▶

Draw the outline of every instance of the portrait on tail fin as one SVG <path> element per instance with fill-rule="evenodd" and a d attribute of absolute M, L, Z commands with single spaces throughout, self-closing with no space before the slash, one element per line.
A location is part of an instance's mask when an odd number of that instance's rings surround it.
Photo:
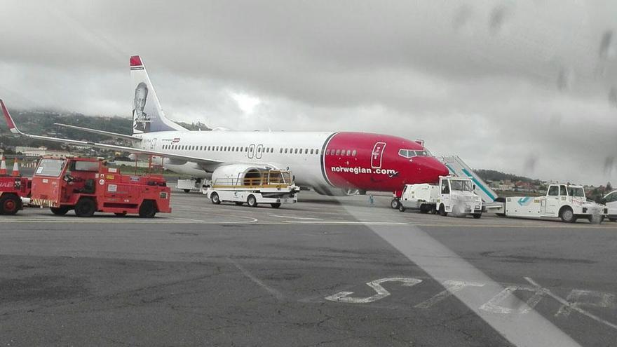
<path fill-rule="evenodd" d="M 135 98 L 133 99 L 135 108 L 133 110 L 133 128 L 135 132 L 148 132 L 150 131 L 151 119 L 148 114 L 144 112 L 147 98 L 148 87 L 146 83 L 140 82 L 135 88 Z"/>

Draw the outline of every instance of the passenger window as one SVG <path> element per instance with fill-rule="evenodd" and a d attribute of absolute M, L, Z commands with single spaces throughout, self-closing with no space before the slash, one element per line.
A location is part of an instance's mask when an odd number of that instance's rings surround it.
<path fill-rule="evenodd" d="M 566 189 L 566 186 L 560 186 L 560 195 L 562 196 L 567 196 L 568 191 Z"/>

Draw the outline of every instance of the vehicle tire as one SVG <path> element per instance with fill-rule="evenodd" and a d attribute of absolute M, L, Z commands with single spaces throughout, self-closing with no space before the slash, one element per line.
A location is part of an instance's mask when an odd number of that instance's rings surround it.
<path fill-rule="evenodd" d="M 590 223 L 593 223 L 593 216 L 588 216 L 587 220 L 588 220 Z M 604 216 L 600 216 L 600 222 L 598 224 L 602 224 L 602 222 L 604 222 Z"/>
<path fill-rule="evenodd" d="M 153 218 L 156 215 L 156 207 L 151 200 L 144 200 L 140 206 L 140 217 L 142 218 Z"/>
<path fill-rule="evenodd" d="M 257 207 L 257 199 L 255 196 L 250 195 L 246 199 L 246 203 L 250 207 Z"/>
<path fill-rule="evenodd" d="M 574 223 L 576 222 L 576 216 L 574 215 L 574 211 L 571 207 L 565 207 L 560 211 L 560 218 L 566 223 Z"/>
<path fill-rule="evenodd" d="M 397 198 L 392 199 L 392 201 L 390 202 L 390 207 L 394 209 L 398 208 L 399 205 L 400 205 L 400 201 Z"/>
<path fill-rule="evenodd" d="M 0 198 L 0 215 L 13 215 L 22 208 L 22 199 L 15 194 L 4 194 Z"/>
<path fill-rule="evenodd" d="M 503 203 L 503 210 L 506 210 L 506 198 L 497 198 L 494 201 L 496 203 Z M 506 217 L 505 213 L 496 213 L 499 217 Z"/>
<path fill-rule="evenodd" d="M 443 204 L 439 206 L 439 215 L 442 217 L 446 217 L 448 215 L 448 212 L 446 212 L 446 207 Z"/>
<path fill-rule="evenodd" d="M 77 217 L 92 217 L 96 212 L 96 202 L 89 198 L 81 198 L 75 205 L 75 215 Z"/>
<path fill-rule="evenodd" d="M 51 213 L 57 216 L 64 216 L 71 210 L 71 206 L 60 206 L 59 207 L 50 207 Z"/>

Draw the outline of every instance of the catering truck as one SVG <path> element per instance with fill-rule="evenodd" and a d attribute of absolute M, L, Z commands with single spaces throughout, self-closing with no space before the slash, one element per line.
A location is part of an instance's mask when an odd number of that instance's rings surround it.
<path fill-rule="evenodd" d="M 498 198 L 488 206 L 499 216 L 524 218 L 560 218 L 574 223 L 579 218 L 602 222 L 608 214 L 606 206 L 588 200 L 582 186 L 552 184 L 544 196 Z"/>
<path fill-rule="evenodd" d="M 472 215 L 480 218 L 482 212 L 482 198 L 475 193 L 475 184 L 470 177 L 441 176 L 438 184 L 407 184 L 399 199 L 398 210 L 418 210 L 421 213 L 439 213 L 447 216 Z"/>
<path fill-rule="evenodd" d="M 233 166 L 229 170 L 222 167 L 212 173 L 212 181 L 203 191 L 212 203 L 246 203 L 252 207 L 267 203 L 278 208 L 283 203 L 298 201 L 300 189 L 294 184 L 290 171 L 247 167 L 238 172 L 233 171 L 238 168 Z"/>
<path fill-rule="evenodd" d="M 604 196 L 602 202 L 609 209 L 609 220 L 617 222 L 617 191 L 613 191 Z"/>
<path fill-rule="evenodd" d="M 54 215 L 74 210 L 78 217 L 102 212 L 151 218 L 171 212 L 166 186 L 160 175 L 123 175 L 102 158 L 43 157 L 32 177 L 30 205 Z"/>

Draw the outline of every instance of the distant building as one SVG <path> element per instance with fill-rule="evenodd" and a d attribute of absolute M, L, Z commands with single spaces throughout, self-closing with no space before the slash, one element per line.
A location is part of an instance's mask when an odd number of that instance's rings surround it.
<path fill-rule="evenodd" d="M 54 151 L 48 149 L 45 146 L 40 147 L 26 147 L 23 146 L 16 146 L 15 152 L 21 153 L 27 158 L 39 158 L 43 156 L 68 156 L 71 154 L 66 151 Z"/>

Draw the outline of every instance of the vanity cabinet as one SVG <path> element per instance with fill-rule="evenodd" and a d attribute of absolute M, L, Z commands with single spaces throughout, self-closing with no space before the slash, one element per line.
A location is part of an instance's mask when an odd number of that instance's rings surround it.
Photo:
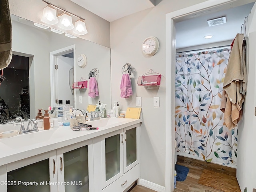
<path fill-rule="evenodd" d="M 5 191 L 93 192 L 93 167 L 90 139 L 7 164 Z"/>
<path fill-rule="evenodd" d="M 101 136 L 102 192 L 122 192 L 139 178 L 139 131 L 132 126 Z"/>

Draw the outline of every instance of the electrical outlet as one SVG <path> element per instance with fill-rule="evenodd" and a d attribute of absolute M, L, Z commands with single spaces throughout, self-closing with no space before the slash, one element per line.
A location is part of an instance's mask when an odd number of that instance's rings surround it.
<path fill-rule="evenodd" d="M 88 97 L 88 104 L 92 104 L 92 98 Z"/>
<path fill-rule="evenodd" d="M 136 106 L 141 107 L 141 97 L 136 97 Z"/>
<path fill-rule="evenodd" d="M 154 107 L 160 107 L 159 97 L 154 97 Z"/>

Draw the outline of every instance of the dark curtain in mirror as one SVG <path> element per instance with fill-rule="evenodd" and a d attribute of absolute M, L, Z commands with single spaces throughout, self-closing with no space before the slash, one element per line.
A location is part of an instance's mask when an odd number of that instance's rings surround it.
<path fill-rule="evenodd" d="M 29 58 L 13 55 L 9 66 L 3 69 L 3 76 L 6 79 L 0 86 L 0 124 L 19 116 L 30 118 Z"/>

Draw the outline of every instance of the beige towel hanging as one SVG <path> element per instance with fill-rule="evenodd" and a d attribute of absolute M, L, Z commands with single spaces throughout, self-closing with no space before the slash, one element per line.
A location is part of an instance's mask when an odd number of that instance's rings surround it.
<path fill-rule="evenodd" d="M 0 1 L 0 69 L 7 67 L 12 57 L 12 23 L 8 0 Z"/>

◀

Stated goal
Can you convert every line of the entries above into a Markdown table with the columns Row and Entry line, skipping blank lines and leaving the pictures out?

Task output
| Row | Entry line |
|---|---|
| 1 | Draw the outline of every instance of the portrait on tail fin as one SVG <path> element per instance with fill-rule="evenodd" and a d attribute of absolute M, L, Z commands with single spaces throughout, self-closing with no space before the slash, one element per line. |
| 2 | A location is part of an instance's mask when an odd number of that instance's rings surround it. |
| 3 | Photo: |
| 4 | <path fill-rule="evenodd" d="M 135 98 L 133 99 L 135 108 L 133 110 L 133 128 L 135 132 L 148 132 L 150 131 L 151 119 L 148 114 L 144 112 L 147 98 L 148 87 L 146 83 L 140 82 L 135 88 Z"/> |
| 5 | Draw the outline of every instance of the passenger window as one SVG <path> element per instance with fill-rule="evenodd" and a d attribute of absolute M, L, Z commands with single spaces throughout, self-closing with no space before the slash, one element per line. |
| 6 | A location is part of an instance's mask when an odd number of that instance's rings surround it. |
| 7 | <path fill-rule="evenodd" d="M 566 189 L 566 186 L 560 186 L 560 195 L 562 196 L 567 196 L 568 191 Z"/> |
| 8 | Draw the outline of every instance of the vehicle tire as one SVG <path> element per instance with fill-rule="evenodd" and a d attribute of absolute M, L, Z commands with single spaces throughout, self-closing with no space before the slash, one element per line. |
| 9 | A location is part of an instance's mask when an odd number of that instance's rings surround it. |
| 10 | <path fill-rule="evenodd" d="M 590 223 L 593 223 L 593 216 L 588 216 L 587 220 L 588 220 Z M 604 216 L 600 216 L 600 222 L 598 224 L 602 224 L 602 222 L 604 222 Z"/> |
| 11 | <path fill-rule="evenodd" d="M 153 218 L 156 215 L 156 207 L 151 200 L 144 200 L 140 206 L 140 217 L 142 218 Z"/> |
| 12 | <path fill-rule="evenodd" d="M 257 207 L 257 199 L 255 196 L 250 195 L 246 199 L 246 203 L 250 207 Z"/> |
| 13 | <path fill-rule="evenodd" d="M 574 223 L 576 222 L 576 216 L 574 215 L 574 211 L 571 207 L 565 207 L 560 211 L 560 218 L 566 223 Z"/> |
| 14 | <path fill-rule="evenodd" d="M 397 198 L 392 199 L 392 201 L 390 202 L 390 207 L 394 209 L 398 208 L 399 205 L 400 205 L 400 201 Z"/> |
| 15 | <path fill-rule="evenodd" d="M 0 198 L 0 215 L 13 215 L 22 208 L 22 199 L 15 194 L 4 194 Z"/> |
| 16 | <path fill-rule="evenodd" d="M 503 203 L 503 210 L 506 210 L 506 198 L 497 198 L 494 201 L 496 203 Z M 506 217 L 505 213 L 496 213 L 499 217 Z"/> |
| 17 | <path fill-rule="evenodd" d="M 443 204 L 439 206 L 439 215 L 442 217 L 446 217 L 448 215 L 448 212 L 446 212 L 446 207 Z"/> |
| 18 | <path fill-rule="evenodd" d="M 77 217 L 92 217 L 96 212 L 96 202 L 89 198 L 81 198 L 75 205 L 75 215 Z"/> |
| 19 | <path fill-rule="evenodd" d="M 51 213 L 57 216 L 64 216 L 71 210 L 71 206 L 60 206 L 59 207 L 50 207 Z"/> |
| 20 | Draw the outline of every instance of the catering truck as one SVG <path> element per instance with fill-rule="evenodd" and a d attribute of absolute M, L, Z commands with single spaces throughout, self-closing with no space before the slash, one element per line. |
| 21 | A location is part of an instance's mask when an odd number of that instance's rings surround it. |
| 22 | <path fill-rule="evenodd" d="M 498 198 L 488 206 L 499 216 L 524 218 L 560 218 L 574 223 L 579 218 L 602 222 L 608 214 L 606 206 L 588 200 L 582 186 L 552 184 L 544 196 Z"/> |
| 23 | <path fill-rule="evenodd" d="M 472 215 L 480 218 L 482 212 L 482 198 L 475 193 L 475 184 L 470 177 L 441 176 L 438 184 L 407 184 L 399 199 L 398 210 L 418 210 L 421 213 L 439 213 L 447 216 Z"/> |
| 24 | <path fill-rule="evenodd" d="M 233 166 L 229 170 L 222 167 L 212 173 L 212 181 L 203 191 L 212 203 L 246 203 L 252 207 L 267 203 L 278 208 L 283 203 L 298 201 L 300 189 L 294 184 L 290 171 L 247 167 L 238 172 L 233 171 L 238 168 Z"/> |
| 25 | <path fill-rule="evenodd" d="M 604 196 L 602 202 L 609 209 L 609 220 L 617 222 L 617 191 L 613 191 Z"/> |
| 26 | <path fill-rule="evenodd" d="M 54 215 L 74 210 L 78 217 L 102 212 L 151 218 L 171 212 L 166 186 L 160 175 L 123 175 L 102 158 L 43 157 L 32 177 L 30 205 Z"/> |
| 27 | Draw the outline of every instance of the distant building as one SVG <path> element per instance with fill-rule="evenodd" and a d attribute of absolute M, L, Z commands with single spaces throughout, self-closing with no space before the slash, one element per line. |
| 28 | A location is part of an instance's mask when an odd number of that instance's rings surround it. |
| 29 | <path fill-rule="evenodd" d="M 54 151 L 48 149 L 45 146 L 40 147 L 26 147 L 23 146 L 16 146 L 15 152 L 21 153 L 27 158 L 39 158 L 43 156 L 68 156 L 71 154 L 66 151 Z"/> |
| 30 | Draw the outline of every instance of the vanity cabinet as one SVG <path> element per instance with fill-rule="evenodd" and a d attribute of absolute M, L, Z commands with single spaces throughout, self-closing with no space before the slash, one element per line. |
| 31 | A location is part of an instance's mask when an odd number of that instance's rings surround it. |
| 32 | Photo: |
| 33 | <path fill-rule="evenodd" d="M 5 191 L 93 192 L 93 167 L 90 139 L 7 164 Z"/> |
| 34 | <path fill-rule="evenodd" d="M 101 136 L 102 192 L 122 192 L 139 178 L 139 131 L 132 126 Z"/> |
| 35 | Draw the outline of every instance of the electrical outlet as one SVG <path> element per instance with fill-rule="evenodd" and a d attribute of absolute M, L, Z commands with single spaces throughout, self-closing with no space before the slash, one element per line. |
| 36 | A location is part of an instance's mask when an odd number of that instance's rings surround it. |
| 37 | <path fill-rule="evenodd" d="M 88 97 L 88 104 L 92 104 L 92 98 Z"/> |
| 38 | <path fill-rule="evenodd" d="M 136 106 L 141 107 L 141 97 L 136 97 Z"/> |
| 39 | <path fill-rule="evenodd" d="M 154 107 L 160 107 L 159 97 L 154 97 Z"/> |
| 40 | Draw the outline of every instance of the dark curtain in mirror as one SVG <path> element per instance with fill-rule="evenodd" and a d attribute of absolute M, L, Z commands with single spaces throughout, self-closing with no space before the slash, one element per line. |
| 41 | A location is part of an instance's mask when an odd number of that instance's rings surround it. |
| 42 | <path fill-rule="evenodd" d="M 29 58 L 13 55 L 9 66 L 3 69 L 3 76 L 6 79 L 0 86 L 0 124 L 19 116 L 30 118 Z"/> |
| 43 | Draw the outline of every instance of the beige towel hanging as one SVG <path> element per instance with fill-rule="evenodd" and a d attribute of absolute M, L, Z commands with single spaces throughout, self-closing with no space before the slash, one element per line. |
| 44 | A location is part of an instance's mask when an odd number of that instance's rings surround it. |
| 45 | <path fill-rule="evenodd" d="M 0 1 L 0 69 L 7 67 L 12 57 L 12 23 L 8 0 Z"/> |